EXTRACTED RECORDS
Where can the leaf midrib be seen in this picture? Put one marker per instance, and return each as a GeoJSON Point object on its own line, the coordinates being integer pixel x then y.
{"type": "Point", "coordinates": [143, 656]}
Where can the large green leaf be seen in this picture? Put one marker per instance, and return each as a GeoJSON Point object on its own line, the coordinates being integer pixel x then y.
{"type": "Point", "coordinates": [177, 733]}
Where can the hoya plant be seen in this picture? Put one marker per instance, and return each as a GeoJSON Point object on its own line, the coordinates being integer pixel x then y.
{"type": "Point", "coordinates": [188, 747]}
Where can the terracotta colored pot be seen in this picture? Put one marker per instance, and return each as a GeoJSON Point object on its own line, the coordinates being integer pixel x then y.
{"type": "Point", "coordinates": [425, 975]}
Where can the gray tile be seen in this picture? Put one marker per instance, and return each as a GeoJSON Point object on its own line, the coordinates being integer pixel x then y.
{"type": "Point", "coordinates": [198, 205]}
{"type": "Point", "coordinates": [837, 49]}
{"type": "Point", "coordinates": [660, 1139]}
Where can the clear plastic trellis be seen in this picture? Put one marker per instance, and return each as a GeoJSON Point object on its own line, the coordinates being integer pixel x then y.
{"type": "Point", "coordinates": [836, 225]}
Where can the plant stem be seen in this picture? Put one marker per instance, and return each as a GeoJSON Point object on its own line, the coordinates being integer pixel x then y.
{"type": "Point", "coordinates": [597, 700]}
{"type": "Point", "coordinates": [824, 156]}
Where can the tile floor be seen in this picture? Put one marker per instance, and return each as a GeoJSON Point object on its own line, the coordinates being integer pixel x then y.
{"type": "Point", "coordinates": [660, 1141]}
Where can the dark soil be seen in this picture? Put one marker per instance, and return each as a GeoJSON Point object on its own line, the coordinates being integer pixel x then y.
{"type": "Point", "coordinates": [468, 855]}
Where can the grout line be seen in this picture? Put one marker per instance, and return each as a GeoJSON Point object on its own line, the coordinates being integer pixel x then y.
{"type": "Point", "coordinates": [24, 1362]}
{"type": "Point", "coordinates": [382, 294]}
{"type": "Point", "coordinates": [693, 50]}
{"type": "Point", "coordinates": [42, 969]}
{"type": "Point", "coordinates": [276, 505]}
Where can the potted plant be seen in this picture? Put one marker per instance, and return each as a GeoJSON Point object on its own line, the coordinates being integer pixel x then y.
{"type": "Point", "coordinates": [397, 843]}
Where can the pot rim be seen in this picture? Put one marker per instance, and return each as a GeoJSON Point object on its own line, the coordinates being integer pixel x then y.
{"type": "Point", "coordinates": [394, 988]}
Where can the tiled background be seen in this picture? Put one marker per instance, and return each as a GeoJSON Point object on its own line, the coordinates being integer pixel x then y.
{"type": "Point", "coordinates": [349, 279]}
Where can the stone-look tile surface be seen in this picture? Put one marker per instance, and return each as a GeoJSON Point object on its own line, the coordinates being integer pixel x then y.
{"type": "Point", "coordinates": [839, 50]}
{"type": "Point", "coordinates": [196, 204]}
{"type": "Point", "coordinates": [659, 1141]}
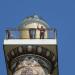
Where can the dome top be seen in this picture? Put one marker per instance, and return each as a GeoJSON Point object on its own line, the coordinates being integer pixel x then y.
{"type": "Point", "coordinates": [34, 18]}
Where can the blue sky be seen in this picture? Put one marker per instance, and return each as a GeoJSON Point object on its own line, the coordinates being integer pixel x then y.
{"type": "Point", "coordinates": [57, 13]}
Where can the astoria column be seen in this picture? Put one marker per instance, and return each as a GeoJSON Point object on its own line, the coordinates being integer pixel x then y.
{"type": "Point", "coordinates": [31, 48]}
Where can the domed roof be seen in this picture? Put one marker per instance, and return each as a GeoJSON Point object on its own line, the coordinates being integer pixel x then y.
{"type": "Point", "coordinates": [34, 18]}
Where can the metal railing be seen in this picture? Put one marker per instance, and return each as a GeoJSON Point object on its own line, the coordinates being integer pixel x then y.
{"type": "Point", "coordinates": [31, 33]}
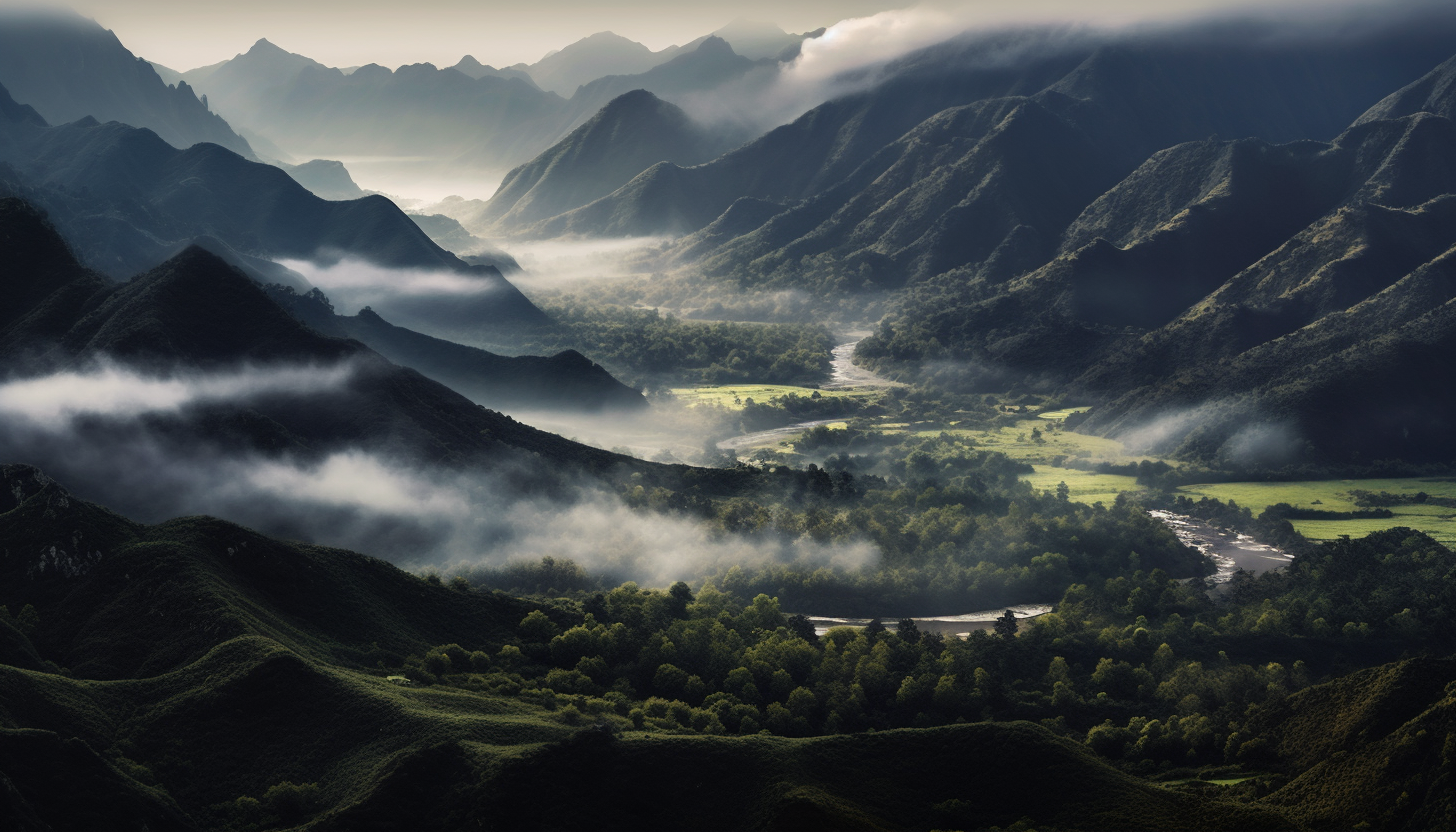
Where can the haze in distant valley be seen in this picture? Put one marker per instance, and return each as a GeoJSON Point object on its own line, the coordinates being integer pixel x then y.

WORK ITEM
Would you set down the listing exactly, omitting pictures?

ANSWER BOX
Where can the leaf midrib be seen in this picture? Put one marker per instance, and return each as a GeoJSON Point object on its own line, the coordinates being integer pixel x then y.
{"type": "Point", "coordinates": [143, 656]}
Where can the large green leaf be seen in this picture? Put one marker per instance, and return each as a GeoJSON Point object on its own line, the coordinates being integer pixel x then y.
{"type": "Point", "coordinates": [177, 733]}
Where can the hoya plant be seen in this picture? Put one marker per instance, and return each as a GeoJSON Point object on its own line, the coordinates being integer pixel x then y.
{"type": "Point", "coordinates": [188, 747]}
Where can the terracotta colored pot be seen in this picture? Put one marker per instance, and return each as a GeoJSON Point object on its own line, the coordinates being integer pixel x then y.
{"type": "Point", "coordinates": [425, 975]}
Where can the gray tile be seen in this picture? Put one marker per instance, and return each as a GeoJSON Point object on its own line, the coordinates being integer pixel x then y.
{"type": "Point", "coordinates": [198, 205]}
{"type": "Point", "coordinates": [837, 49]}
{"type": "Point", "coordinates": [660, 1139]}
Where can the clear plastic trellis be seen in this picture? Put one marker per instance, and return each as a GeoJSON Point object on its own line, the coordinates being integer pixel x then y.
{"type": "Point", "coordinates": [836, 225]}
Where can the plant stem be seen in this picture? Put one marker per instance, and return each as a GeoJSON Point object on its own line, the coordinates being integer pixel x then y.
{"type": "Point", "coordinates": [597, 700]}
{"type": "Point", "coordinates": [824, 156]}
Where can the tile floor be seen in this picture? Put one marker per instance, and return each as a GeoJSON Point object on its own line, the coordinates being integer pixel x then y.
{"type": "Point", "coordinates": [660, 1141]}
Where can the dark soil be seen in this picture? Put one marker per instance, and return each as a GeoJSON Point object on its own line, the coordinates being integer pixel x then y.
{"type": "Point", "coordinates": [468, 855]}
Where can the grout line be seen in this picture? Put one marker per instance, and return each as a GeoJSON Point object on its own line, the coordinates being integer pixel x then y.
{"type": "Point", "coordinates": [24, 1362]}
{"type": "Point", "coordinates": [382, 294]}
{"type": "Point", "coordinates": [693, 50]}
{"type": "Point", "coordinates": [42, 969]}
{"type": "Point", "coordinates": [276, 505]}
Where can the potted plant be seen in this picture? Put one marker per instance, and return each as a GeoJSON Point object on its own line, the coordinates being integer pixel x then y.
{"type": "Point", "coordinates": [397, 843]}
Where can the pot rim be seen in this picture? Put one marker per instance, and return each as a GeoJSON Point object on its own line, the coordinates being integer pixel x then y.
{"type": "Point", "coordinates": [394, 988]}
Where can the tiled background be seen in this picture? Put one marker per instance, and return each as a GeoJSON Point object on its own line, the coordinates being integer pixel x then y.
{"type": "Point", "coordinates": [349, 279]}
Where can the stone-look tile surface be seen in this picture? Put one marker per instance, and return each as a GeoJSON Point object on its own line, the coordinates being integer pixel x then y.
{"type": "Point", "coordinates": [839, 50]}
{"type": "Point", "coordinates": [196, 204]}
{"type": "Point", "coordinates": [659, 1141]}
Where can the dome top be seen in this picture? Put one marker per instance, and return each as a GeoJSON Point object on its own line, the coordinates being integer pixel x then y.
{"type": "Point", "coordinates": [34, 18]}
Where can the blue sky be seen in this picture? Put one marker per instance, and return each as a GeoJSON Point object on its own line, the coordinates being integer pixel x then y.
{"type": "Point", "coordinates": [57, 13]}
Where can the astoria column be seen in this picture? Put one marker per instance, and return each as a GeoJSON Point object on its own line, the coordinates being integer pixel x then y.
{"type": "Point", "coordinates": [31, 48]}
Where can the domed roof be seen in this picture? Put one marker per instance, and return each as a GeoJSON Point object on its own line, the coordinates being integer pixel x then y.
{"type": "Point", "coordinates": [34, 18]}
Where can the metal railing be seen in this picture? Put one marker per instance, and return each as a GeoJSON Point object on its own line, the coordinates being integer pixel x then y.
{"type": "Point", "coordinates": [31, 33]}
Where can the haze in distant valley be seen in this picture? Put one marker per instance, and return each as a GeoJSON Point object on its own line, the coordinates being integer pixel x then y.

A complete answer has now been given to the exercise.